With global emissions continuing unabated, climate change is proceeding at a startling pace. But a team of scientists from UC Santa Barbara and RWTH Aachen University in Germany have a new—and novel—destination in mind for all the carbon dioxide spewing into the atmosphere: chemical products.

Chemical production emits staggering amounts of greenhouse gasses via the energy it consumes and the carbon-based raw materials it uses. Sangwon Suh, a professor in UC Santa Barbara’s Bren School of Environmental Science & Management, and his fellow researchers see an opportunity to divert billions of tons of CO2 from smokestacks into the chemical supply chain, if the world can create enough renewable energy to make the effort worthwhile. Their analysis appears in the Proceedings of the National Academy of Sciences.

According to the team’s findings, chemical production—an industry encompassing sectors as diverse as lubricants, paints and plastics—accounts for over 3.3 billion metric tons of CO2 per year, or the equivalent in other greenhouse gasses. Suh recently released the first comprehensive account of carbon emissions from plastics, in which he and his coauthor discovered that plastics alone account for the equivalent of 1.8 billion metric tons of CO2 emissions per year.

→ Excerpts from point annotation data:
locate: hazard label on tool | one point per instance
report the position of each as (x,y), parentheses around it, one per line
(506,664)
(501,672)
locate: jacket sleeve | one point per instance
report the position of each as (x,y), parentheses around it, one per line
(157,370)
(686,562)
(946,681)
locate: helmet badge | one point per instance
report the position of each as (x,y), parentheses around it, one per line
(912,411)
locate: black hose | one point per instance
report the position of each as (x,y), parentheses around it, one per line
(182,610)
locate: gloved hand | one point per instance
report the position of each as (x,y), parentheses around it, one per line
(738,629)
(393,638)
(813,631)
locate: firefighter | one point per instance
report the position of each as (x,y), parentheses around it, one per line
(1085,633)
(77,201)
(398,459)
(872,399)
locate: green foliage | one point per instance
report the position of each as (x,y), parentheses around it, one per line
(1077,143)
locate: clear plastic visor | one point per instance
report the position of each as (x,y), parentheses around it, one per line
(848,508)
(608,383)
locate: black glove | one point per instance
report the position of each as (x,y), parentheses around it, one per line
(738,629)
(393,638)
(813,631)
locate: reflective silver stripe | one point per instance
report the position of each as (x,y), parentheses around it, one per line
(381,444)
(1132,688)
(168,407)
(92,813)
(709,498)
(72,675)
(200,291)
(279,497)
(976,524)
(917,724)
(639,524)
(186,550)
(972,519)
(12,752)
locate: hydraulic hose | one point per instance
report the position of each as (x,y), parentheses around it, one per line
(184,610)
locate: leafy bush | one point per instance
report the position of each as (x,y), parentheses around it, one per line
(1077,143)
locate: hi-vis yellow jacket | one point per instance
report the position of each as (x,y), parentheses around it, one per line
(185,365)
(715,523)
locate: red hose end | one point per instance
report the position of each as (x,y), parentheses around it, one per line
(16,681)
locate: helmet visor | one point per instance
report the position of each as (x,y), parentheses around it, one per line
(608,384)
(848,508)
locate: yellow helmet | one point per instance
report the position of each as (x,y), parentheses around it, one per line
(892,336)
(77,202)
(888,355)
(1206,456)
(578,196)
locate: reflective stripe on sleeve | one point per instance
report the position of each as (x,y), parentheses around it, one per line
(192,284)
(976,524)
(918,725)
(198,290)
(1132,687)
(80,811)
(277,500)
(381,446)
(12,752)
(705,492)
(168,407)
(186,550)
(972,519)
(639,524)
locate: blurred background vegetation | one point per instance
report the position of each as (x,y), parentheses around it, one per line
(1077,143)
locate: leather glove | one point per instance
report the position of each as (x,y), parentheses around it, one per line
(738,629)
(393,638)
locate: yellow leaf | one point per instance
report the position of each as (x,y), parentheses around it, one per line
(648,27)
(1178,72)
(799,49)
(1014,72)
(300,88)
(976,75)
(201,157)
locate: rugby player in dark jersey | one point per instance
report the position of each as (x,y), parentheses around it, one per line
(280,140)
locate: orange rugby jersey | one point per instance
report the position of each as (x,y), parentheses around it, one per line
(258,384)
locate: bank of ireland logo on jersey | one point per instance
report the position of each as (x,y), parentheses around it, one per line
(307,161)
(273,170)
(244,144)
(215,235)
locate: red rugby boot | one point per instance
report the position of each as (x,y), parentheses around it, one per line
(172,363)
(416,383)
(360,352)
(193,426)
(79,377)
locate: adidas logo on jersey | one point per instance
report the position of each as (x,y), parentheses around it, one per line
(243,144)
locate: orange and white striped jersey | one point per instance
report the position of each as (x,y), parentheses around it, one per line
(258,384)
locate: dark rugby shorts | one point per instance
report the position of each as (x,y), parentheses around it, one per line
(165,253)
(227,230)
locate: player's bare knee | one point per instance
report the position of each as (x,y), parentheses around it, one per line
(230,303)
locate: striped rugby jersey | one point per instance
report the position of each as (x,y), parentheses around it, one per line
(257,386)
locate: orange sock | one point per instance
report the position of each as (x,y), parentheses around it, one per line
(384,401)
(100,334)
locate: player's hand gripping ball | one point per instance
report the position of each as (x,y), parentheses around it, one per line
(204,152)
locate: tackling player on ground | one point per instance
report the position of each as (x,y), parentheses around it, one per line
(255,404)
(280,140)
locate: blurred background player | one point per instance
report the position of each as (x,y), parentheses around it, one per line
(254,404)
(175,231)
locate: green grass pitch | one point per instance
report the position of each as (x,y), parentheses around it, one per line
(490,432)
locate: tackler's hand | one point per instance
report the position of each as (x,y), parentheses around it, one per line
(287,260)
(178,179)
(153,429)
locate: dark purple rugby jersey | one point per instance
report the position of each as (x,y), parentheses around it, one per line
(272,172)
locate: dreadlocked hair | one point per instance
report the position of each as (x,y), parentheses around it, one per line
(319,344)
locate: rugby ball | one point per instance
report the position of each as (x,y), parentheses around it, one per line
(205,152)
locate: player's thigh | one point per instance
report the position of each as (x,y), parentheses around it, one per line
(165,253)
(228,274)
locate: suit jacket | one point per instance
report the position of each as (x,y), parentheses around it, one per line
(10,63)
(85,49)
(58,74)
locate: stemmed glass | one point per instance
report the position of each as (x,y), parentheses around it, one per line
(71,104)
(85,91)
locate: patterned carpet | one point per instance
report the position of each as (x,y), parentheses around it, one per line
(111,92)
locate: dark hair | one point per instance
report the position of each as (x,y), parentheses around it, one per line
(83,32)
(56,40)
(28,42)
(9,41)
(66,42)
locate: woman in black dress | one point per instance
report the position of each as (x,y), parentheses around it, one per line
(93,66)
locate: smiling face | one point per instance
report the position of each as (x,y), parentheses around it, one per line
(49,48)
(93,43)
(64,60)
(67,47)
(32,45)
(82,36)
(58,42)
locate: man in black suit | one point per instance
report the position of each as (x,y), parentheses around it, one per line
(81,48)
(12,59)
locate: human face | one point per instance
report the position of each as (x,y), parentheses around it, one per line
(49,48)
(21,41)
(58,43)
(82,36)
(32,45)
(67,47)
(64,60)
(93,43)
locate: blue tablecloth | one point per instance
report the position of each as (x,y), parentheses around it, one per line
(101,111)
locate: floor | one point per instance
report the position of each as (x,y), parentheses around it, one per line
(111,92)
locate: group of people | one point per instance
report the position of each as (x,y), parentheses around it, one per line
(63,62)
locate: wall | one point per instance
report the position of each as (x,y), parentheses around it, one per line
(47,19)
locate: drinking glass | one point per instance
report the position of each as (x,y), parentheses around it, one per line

→ Required actions:
(a) List every line of the records that contains the string "striped". Case counts.
(b) Write what comes next in the article on turning carbon dioxide into chemical products, starting after its last sentence.

→ Answers to the tasks:
(a)
locate: orange and white striped jersey | one point per instance
locate: striped rugby jersey | one point per instance

(b)
“On the one hand, this massive quantity of plastic and chemicals poses a problem,” said Suh, who researches industrial ecology, “because a huge amount of energy is needed in production and, once the products are used, a huge amount of waste will be generated.”

“On the other hand,” he continued, “this is an opportunity, because these raw materials are largely carbon-based. If we can use carbon dioxide as a carbon source for these plastics and chemicals, then we can capture and store a large quantity of CO2 in the plastics and chemicals that otherwise would have been emitted, all while creating value.”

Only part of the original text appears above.